=== PASSAGE GIVEN ===
┄┄┄┄┄┄┄┄┄┄
US Trans Sec LaHood posted a parallel argument on his blog for today on the benefits of public transit. Substantial economic, social, and environmental benefits accrue from transit investment. Sure, fares don’t cover the costs, but it’s not like public education pays for itself either, yet you won’t hear from credible sources an argument against that govt enterprise because it delivers something the nation has decided it values. HSR done well can also enact what the nation has decided it values.

Jarrett: HSR demand is highest at medium distance, rather than low distance, when cars’ point-to-point nature more than compensates for their low speed. HSR demand seems to peak at a travel time of 2-3 hours. When you get far below that, for example in the LA-San Diego market, HSR will not see much ridership.

Alon, demand may be highest at medium distances, but Spain apparently doesn’t know this. Their goal is to have HSR stations within 30km of 90% of the population by 2020. If we’re looking at HSR from SanFran to LA, extending the line to SanDiego could make sense. Then, the question becomes will San Diegans ride ti to LA? If we’re talking downtown-to-downtown, even at the SD-LA distance, HSR will beat the car in door-todoor travel time.
┄┄┄┄┄┄┄┄┄┄
=== Lines of data ===
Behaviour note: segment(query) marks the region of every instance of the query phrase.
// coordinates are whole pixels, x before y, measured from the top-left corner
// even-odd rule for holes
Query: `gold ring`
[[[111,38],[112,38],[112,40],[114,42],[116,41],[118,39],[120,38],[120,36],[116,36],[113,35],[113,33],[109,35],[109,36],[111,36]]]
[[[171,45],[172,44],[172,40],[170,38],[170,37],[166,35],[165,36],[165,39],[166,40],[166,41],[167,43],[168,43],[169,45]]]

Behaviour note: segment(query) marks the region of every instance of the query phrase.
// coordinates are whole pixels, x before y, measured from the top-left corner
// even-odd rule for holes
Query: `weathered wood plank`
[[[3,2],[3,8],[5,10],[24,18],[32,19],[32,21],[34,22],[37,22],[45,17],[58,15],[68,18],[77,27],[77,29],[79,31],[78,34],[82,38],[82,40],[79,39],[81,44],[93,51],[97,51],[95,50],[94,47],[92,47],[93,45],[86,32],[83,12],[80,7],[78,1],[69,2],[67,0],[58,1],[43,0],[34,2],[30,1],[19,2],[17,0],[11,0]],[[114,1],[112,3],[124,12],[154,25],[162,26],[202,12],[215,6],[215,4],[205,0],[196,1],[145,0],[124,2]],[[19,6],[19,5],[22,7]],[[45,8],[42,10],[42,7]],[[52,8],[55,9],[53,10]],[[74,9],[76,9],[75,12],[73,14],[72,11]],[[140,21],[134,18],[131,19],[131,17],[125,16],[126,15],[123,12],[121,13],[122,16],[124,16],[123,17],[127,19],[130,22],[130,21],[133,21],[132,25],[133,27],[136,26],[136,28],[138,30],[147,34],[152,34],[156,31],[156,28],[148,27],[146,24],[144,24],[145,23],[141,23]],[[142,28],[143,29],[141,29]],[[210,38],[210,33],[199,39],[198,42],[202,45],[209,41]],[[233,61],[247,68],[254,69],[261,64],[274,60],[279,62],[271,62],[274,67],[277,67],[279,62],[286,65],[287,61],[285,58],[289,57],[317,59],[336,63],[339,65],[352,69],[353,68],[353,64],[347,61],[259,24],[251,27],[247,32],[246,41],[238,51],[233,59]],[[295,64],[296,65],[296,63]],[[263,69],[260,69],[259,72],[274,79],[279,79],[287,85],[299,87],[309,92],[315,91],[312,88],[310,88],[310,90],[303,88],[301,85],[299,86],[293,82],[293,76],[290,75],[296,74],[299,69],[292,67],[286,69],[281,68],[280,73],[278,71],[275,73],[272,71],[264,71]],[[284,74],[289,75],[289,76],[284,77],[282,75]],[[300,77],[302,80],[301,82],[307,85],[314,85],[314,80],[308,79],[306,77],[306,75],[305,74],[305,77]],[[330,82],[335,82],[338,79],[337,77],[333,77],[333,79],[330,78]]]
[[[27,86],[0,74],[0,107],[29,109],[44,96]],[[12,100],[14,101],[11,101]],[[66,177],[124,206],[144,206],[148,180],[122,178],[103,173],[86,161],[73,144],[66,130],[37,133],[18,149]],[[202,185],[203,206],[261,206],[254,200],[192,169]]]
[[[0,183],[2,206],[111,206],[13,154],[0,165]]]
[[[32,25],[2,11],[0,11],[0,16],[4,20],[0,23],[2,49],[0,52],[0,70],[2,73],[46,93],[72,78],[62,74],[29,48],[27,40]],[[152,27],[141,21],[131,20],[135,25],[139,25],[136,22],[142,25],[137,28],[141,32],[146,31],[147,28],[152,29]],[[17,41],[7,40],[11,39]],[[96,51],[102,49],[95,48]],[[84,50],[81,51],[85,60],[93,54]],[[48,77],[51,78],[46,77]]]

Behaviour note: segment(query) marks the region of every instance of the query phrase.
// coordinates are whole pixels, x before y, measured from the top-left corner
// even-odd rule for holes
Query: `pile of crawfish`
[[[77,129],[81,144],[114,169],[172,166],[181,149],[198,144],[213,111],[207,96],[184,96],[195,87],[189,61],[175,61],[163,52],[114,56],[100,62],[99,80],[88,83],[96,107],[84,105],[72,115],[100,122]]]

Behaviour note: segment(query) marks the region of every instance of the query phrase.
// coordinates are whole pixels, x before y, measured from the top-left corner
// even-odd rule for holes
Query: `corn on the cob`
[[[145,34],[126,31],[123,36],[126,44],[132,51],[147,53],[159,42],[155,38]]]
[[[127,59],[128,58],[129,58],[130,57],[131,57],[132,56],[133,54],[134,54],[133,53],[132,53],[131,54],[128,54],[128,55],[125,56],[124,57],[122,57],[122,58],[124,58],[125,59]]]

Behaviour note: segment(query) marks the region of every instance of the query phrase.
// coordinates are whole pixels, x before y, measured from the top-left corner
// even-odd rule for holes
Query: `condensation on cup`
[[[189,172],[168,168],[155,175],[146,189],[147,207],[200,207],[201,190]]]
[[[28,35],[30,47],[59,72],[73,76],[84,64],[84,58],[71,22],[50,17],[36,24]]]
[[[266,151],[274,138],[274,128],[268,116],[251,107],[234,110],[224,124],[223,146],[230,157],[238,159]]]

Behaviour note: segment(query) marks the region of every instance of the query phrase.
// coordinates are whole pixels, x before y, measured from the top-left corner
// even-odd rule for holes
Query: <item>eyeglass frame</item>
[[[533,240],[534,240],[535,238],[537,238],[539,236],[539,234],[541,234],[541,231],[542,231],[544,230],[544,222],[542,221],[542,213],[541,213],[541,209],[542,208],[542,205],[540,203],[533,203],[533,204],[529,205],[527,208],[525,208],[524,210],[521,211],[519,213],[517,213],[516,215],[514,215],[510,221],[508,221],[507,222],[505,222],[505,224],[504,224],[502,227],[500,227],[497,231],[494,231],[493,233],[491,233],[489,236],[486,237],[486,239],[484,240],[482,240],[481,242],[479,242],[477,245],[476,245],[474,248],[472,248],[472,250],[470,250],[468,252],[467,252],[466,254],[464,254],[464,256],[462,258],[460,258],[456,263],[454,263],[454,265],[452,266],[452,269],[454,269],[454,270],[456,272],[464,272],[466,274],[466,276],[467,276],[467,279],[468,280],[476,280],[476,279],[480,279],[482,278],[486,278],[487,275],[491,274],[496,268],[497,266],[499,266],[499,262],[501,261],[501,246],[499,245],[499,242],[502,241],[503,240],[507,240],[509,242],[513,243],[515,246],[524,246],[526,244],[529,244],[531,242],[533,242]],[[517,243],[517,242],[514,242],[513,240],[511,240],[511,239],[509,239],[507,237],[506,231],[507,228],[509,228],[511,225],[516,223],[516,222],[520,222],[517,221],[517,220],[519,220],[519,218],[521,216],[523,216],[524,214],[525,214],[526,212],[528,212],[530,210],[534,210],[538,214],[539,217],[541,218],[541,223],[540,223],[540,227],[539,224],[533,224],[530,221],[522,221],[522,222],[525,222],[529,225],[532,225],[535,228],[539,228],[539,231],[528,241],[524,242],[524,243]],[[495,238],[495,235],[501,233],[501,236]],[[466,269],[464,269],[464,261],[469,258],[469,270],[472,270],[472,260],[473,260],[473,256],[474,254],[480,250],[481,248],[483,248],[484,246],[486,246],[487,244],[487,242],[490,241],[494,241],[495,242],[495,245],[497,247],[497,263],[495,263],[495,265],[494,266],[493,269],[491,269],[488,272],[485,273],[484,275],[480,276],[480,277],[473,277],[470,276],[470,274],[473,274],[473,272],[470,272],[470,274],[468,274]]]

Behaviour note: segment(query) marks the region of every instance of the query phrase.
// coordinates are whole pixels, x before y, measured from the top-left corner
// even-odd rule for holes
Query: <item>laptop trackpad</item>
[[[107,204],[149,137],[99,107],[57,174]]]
┄┄┄┄┄┄┄┄┄┄
=== TO DO ===
Answer these questions about the passage on high-speed rail:
(a) Which government enterprise is compared to transit on the point that it doesn't pay for itself?
(b) At what travel time does HSR demand seem to peak?
(c) What goal does Spain have for 2020?

=== ANSWER TO THIS TASK ===
(a) Public education.
(b) A travel time of 2-3 hours.
(c) To have HSR stations within 30km of 90% of the population.